● Photo-based point labeling data
"""

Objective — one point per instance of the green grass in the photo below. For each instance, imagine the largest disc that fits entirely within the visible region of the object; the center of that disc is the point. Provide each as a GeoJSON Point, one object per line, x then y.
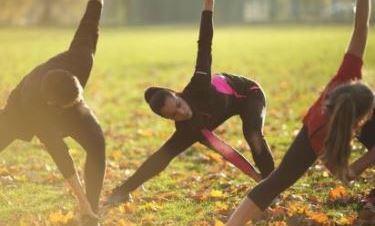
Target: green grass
{"type": "Point", "coordinates": [291, 63]}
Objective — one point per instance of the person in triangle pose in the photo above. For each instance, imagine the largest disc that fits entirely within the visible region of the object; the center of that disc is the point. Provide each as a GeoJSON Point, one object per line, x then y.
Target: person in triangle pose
{"type": "Point", "coordinates": [343, 108]}
{"type": "Point", "coordinates": [48, 103]}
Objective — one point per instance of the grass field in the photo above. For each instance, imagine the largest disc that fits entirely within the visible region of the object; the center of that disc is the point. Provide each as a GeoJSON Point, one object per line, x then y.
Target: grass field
{"type": "Point", "coordinates": [292, 63]}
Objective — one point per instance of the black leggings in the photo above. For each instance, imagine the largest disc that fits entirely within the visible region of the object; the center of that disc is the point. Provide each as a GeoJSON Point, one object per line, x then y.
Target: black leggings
{"type": "Point", "coordinates": [295, 163]}
{"type": "Point", "coordinates": [252, 115]}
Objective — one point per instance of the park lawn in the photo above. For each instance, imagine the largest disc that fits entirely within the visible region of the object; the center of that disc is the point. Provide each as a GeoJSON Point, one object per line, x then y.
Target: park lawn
{"type": "Point", "coordinates": [292, 63]}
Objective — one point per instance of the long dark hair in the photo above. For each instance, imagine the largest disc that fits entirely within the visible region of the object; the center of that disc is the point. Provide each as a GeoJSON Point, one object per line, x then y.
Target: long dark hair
{"type": "Point", "coordinates": [346, 105]}
{"type": "Point", "coordinates": [60, 86]}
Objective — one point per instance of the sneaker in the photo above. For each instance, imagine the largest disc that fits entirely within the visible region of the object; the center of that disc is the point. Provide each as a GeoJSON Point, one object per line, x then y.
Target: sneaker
{"type": "Point", "coordinates": [117, 197]}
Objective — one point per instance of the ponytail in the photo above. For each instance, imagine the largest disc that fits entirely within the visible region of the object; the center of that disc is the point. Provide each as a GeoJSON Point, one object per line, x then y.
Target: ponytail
{"type": "Point", "coordinates": [340, 133]}
{"type": "Point", "coordinates": [346, 106]}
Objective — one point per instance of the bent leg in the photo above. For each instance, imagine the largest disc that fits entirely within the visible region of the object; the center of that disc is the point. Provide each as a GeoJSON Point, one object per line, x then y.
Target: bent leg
{"type": "Point", "coordinates": [295, 163]}
{"type": "Point", "coordinates": [6, 135]}
{"type": "Point", "coordinates": [87, 132]}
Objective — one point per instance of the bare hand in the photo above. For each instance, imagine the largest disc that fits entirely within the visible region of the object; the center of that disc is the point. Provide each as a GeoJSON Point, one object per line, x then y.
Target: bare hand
{"type": "Point", "coordinates": [100, 1]}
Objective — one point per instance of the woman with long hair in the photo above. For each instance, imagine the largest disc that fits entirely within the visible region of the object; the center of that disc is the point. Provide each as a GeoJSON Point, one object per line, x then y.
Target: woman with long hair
{"type": "Point", "coordinates": [328, 128]}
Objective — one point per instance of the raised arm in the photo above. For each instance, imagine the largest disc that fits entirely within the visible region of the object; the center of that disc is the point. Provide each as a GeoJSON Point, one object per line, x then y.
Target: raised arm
{"type": "Point", "coordinates": [230, 154]}
{"type": "Point", "coordinates": [86, 35]}
{"type": "Point", "coordinates": [358, 40]}
{"type": "Point", "coordinates": [204, 58]}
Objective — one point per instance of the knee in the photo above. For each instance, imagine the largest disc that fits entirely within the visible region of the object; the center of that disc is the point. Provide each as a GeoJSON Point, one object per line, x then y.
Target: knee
{"type": "Point", "coordinates": [163, 157]}
{"type": "Point", "coordinates": [97, 152]}
{"type": "Point", "coordinates": [256, 141]}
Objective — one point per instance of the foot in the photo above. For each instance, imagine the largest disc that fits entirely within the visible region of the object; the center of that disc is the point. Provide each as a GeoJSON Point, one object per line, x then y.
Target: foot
{"type": "Point", "coordinates": [117, 197]}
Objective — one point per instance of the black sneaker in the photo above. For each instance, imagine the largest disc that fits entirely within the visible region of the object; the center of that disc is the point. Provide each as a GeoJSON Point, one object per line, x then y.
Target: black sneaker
{"type": "Point", "coordinates": [89, 221]}
{"type": "Point", "coordinates": [117, 197]}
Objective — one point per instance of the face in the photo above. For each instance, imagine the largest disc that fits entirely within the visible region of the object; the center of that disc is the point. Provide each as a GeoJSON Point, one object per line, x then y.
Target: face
{"type": "Point", "coordinates": [176, 108]}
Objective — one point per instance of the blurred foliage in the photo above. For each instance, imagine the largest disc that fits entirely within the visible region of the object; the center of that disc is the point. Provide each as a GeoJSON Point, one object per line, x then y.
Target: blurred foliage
{"type": "Point", "coordinates": [121, 12]}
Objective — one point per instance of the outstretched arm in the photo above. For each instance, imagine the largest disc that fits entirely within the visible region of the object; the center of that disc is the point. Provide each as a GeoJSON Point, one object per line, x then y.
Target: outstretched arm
{"type": "Point", "coordinates": [158, 161]}
{"type": "Point", "coordinates": [86, 35]}
{"type": "Point", "coordinates": [358, 41]}
{"type": "Point", "coordinates": [230, 154]}
{"type": "Point", "coordinates": [202, 75]}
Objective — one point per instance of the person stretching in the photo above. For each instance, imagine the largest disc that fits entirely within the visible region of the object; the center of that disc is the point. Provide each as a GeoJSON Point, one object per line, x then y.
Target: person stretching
{"type": "Point", "coordinates": [48, 104]}
{"type": "Point", "coordinates": [204, 104]}
{"type": "Point", "coordinates": [328, 128]}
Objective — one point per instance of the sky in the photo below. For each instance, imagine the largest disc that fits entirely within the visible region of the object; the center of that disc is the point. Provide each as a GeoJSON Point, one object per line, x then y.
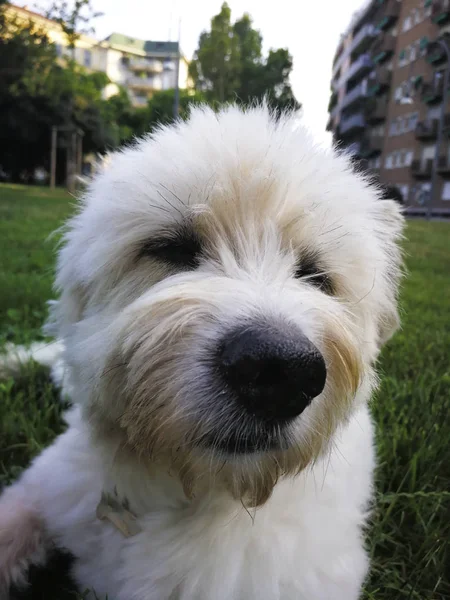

"""

● Exercise prompt
Copy every row above word for word, leaving out the pictures.

● The result
Objective — one point per instance of the green grass in the photo below. For each instance, imagine the largest disc that fits entirely within the visible region of the object; the center of that disc is the point. Provide each as a GeoJSON Point, one object per line, x then y.
Target: green grass
{"type": "Point", "coordinates": [291, 63]}
Objective — one point per instance of the person in triangle pose in the photo above. For each instance, imagine the largest disc that fits entirely within the visible region of the object; the center of that disc is the point. Provide each as a GeoJSON Point, one object per line, x then y.
Target: person in triangle pose
{"type": "Point", "coordinates": [343, 108]}
{"type": "Point", "coordinates": [48, 103]}
Objective — one point per instance of the grass field in the photo above. For each instance, imagine the largest disc that fits entirely within the visible region of the object; the center of that disc is the point. Provide each as a GeoJSON Point, one object per line, x then y.
Target: grass field
{"type": "Point", "coordinates": [292, 63]}
Objective — one point per instance of the black leggings in the photo above. For each instance, imagine the largest disc that fits entirely within the visible region of the object; the center of that disc is the point. Provide each as a GeoJSON Point, one object per line, x then y.
Target: black leggings
{"type": "Point", "coordinates": [295, 163]}
{"type": "Point", "coordinates": [252, 115]}
Objective — one point per instance of the park lawn in the photo above. For each instance, imagine the largest disc that fits entirely within the visible region of the object; the center of that disc is the point. Provide each as a GeoJSON Point, one object per line, x then y.
Target: park lawn
{"type": "Point", "coordinates": [292, 63]}
Objective — one point per instance of the long dark hair in the photo above. For each instance, imagine the largest disc that fits entirely within the visible region of the object; the center of that disc is the point. Provide each as a GeoJSON Point, one object per line, x then y.
Target: long dark hair
{"type": "Point", "coordinates": [346, 105]}
{"type": "Point", "coordinates": [60, 86]}
Objective — one point per instance of the sneaker in the photo above. For each instance, imagine the largest disc that fits entirely within the visible region of the object; the center of that disc is the point. Provide each as a GeoJSON Point, one object per line, x then y.
Target: sneaker
{"type": "Point", "coordinates": [117, 197]}
Objective — one point per instance of the ponytail in the photo above. For each instance, imagine the largest disc that fits entirely within the visible region of the object; the center of that disc is the point. Provide each as a GeoJSON Point, one object per line, x then y.
Target: ponytail
{"type": "Point", "coordinates": [340, 133]}
{"type": "Point", "coordinates": [346, 106]}
Objective — one point per instance of the bent leg in the photo above. For each instance, imagine the largest disc that fits entirely within the visible region of the object; the center of that disc is the point. Provide each as a GeoJSON Point, one object per line, x then y.
Target: bent leg
{"type": "Point", "coordinates": [295, 163]}
{"type": "Point", "coordinates": [6, 135]}
{"type": "Point", "coordinates": [87, 132]}
Objective — one point per instance of the bare hand in the photo above. For each instance, imagine the largest disc that fits entirely within the visible region of the object; the center of that disc is the point. Provide each as a GeoJSON Point, one object per line, x then y.
Target: bare hand
{"type": "Point", "coordinates": [100, 1]}
Objective — one point per instance of the woman with long hair in the photo above. For each instance, imagine the largest disc that fits entirely within the visible region of the object; the center of that disc is the point. Provide each as a GeoJSON Point, one object per line, x then y.
Target: woman with long hair
{"type": "Point", "coordinates": [328, 128]}
Objective — one point per instance of the raised arm in the photo above. For each instance, imagine the largest disc that fits entirely within the visible region of the object; the center of that disc is the point. Provide each as a GeoJSON Point, one object per line, x then y.
Target: raised arm
{"type": "Point", "coordinates": [230, 154]}
{"type": "Point", "coordinates": [86, 35]}
{"type": "Point", "coordinates": [358, 40]}
{"type": "Point", "coordinates": [204, 58]}
Objective — one point per instance of the knee in the photo above. For each instance, imagine the largest disc that fits entirely within the visible region of the object; the center of that disc is the point. Provide each as a GeoJSON Point, one object per line, x then y.
Target: knee
{"type": "Point", "coordinates": [163, 157]}
{"type": "Point", "coordinates": [97, 152]}
{"type": "Point", "coordinates": [256, 141]}
Objective — one point per instance of the foot in the photo above. For each instance, imagine the largest disc that fits entirely within the visible region of the object; the center of that disc is the point. Provide each as a GeoJSON Point, one object per line, x then y.
Target: foot
{"type": "Point", "coordinates": [117, 197]}
Objective — one point per instance of the black sneaker in the photo above. For each instance, imagine the largest disc that fits entirely within the visible region of the object; the center of that disc is the point. Provide each as a GeoJSON Point, one object per line, x then y.
Target: black sneaker
{"type": "Point", "coordinates": [89, 221]}
{"type": "Point", "coordinates": [117, 197]}
Objective — one point per instance of the face in the photo above. For each instance, imagine the largest disc that fits entirely within the visible region of the object; the center of that disc is the point. Provide each as a GeoJSON Point, one object per line, x then y.
Target: face
{"type": "Point", "coordinates": [176, 108]}
Objective — one point per instance of the blurred foliage in the photo above. For each instance, imagine the largest disc that fits entirely within the visible region of the object; the center of that disc is the point. Provide each as a GeoJSON Point, one object per line, x then y.
Target: blurred foliage
{"type": "Point", "coordinates": [121, 12]}
Objective — one point per instance of the outstretched arm in the photo above. For each instance, imagine the largest disc that fits entirely within the visible region of the object; the center of that disc is the point. Provide each as a GeoJSON Point, one object per line, x then y.
Target: outstretched arm
{"type": "Point", "coordinates": [158, 161]}
{"type": "Point", "coordinates": [86, 35]}
{"type": "Point", "coordinates": [358, 41]}
{"type": "Point", "coordinates": [230, 154]}
{"type": "Point", "coordinates": [202, 75]}
Objective — one point per instance of the person stretching in the photo above. For each instance, imagine the largest disc that fits entirely within the visible region of the object; the center of that disc is the point. Provide each as a GeoJSON Point, one object per line, x then y.
Target: person stretching
{"type": "Point", "coordinates": [48, 104]}
{"type": "Point", "coordinates": [204, 104]}
{"type": "Point", "coordinates": [328, 128]}
Objective — one point per instance of the sky in the photo below. For each instance, imagine the largest disc that fits entirely within the visible region of the object; the center of that disc is the point. Provide each as a GeoJSON Point, one object per line, x then y.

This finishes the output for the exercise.